_Stated goal_
Collect every line in the data below that contains the word "coat".

_ _ _ _

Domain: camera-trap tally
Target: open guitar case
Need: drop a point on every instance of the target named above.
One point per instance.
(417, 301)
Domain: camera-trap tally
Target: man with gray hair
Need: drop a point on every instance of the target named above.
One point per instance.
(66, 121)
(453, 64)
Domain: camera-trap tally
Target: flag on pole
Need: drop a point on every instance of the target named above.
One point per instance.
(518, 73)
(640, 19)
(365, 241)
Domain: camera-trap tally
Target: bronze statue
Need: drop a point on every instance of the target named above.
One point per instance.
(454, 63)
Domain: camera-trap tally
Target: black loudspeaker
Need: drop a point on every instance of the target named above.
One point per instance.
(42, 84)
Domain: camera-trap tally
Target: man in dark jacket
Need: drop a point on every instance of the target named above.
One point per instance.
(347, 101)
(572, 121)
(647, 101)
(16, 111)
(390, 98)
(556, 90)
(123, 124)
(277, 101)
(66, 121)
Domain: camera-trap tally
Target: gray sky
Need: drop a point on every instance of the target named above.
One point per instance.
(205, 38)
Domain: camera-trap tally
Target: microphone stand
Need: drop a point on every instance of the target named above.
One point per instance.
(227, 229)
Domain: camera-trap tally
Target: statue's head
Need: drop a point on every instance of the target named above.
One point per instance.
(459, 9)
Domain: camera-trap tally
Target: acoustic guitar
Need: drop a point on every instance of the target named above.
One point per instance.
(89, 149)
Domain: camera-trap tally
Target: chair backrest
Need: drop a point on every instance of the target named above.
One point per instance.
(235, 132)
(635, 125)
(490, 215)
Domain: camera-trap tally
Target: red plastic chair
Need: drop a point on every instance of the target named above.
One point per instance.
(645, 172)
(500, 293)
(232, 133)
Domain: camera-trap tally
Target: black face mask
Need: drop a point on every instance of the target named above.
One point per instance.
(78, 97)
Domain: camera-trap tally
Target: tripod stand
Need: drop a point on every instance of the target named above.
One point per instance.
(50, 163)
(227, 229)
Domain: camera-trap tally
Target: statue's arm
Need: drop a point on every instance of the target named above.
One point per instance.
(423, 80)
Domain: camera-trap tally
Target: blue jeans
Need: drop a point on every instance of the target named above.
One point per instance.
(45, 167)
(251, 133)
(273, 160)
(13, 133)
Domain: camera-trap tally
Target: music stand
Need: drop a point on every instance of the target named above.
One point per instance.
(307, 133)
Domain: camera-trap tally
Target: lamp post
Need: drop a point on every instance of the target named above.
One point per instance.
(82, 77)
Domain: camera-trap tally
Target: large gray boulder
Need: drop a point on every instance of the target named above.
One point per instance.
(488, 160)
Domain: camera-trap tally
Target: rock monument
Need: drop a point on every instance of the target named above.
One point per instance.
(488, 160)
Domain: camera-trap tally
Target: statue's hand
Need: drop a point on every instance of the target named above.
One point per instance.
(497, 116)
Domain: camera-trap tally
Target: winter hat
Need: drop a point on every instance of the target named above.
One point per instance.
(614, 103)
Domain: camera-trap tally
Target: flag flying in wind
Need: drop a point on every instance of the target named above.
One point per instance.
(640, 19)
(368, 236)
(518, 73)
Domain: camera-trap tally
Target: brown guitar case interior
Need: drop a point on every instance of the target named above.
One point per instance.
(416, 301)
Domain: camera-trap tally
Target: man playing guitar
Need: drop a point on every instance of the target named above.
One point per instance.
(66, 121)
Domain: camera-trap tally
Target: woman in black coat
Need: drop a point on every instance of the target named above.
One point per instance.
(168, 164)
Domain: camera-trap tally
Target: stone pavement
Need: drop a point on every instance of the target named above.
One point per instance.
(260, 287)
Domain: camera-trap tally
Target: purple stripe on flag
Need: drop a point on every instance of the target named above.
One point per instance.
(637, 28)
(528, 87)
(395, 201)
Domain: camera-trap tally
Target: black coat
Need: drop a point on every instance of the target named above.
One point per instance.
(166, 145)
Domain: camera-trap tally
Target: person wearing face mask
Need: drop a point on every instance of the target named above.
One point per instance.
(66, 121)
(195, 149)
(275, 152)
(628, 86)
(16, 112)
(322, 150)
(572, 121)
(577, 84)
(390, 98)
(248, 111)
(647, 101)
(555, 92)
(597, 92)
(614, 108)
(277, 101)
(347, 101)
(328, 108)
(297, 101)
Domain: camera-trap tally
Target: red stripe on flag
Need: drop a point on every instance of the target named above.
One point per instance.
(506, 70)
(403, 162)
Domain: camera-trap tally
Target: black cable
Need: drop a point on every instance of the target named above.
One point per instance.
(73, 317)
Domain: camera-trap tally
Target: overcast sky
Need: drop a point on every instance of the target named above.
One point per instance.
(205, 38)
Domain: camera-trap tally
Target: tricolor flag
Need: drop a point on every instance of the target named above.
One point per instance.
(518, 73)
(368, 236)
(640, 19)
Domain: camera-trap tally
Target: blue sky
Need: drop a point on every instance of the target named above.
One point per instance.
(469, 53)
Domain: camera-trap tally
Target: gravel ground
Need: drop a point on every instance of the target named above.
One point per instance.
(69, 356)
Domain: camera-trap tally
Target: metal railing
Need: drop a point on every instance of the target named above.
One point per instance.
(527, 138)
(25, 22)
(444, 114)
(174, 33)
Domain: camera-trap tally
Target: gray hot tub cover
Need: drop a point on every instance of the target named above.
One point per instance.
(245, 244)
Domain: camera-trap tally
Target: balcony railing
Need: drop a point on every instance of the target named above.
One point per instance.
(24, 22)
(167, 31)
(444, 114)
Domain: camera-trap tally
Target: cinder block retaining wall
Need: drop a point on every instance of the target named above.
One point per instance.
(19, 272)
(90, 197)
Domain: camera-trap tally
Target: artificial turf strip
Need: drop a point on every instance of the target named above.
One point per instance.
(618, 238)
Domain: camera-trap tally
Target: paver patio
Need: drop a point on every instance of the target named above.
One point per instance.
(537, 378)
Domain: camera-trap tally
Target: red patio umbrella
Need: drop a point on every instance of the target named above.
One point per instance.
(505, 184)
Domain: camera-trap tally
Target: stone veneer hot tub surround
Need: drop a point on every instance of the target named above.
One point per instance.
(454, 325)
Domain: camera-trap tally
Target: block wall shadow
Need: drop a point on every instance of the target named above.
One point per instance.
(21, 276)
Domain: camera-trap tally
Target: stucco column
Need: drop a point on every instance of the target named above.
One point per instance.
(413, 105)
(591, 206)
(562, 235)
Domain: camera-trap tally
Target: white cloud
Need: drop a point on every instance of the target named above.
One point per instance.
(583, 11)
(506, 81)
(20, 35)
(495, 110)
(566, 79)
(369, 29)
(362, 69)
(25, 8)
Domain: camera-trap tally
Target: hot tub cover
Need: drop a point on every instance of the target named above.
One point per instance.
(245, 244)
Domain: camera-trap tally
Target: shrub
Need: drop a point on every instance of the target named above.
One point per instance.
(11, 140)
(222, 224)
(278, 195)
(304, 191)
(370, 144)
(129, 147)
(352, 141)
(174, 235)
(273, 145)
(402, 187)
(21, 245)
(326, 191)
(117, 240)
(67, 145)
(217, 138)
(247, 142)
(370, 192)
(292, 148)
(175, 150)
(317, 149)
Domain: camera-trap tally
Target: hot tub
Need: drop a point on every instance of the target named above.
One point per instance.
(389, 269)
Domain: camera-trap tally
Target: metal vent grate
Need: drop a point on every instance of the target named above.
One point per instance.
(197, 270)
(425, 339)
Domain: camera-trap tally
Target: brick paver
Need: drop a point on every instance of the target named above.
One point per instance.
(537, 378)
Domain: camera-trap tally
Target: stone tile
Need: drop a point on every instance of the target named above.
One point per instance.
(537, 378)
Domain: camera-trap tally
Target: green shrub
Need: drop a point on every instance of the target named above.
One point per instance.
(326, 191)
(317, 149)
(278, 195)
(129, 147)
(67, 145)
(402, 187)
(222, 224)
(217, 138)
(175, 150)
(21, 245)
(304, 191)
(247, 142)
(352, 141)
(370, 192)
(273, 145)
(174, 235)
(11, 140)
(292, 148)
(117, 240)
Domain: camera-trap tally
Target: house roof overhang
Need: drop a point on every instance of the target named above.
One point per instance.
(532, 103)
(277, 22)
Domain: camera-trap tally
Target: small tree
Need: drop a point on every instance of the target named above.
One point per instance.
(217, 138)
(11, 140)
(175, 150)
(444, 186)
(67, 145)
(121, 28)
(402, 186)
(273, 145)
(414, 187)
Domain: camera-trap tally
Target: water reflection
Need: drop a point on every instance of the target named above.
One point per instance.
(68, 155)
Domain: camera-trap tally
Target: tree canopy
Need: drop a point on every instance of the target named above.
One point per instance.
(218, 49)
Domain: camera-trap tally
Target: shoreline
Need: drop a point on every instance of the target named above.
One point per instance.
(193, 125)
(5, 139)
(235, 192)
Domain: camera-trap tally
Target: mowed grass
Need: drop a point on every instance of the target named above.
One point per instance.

_ _ _ _

_Final result_
Target: woman in black coat
Target: black coat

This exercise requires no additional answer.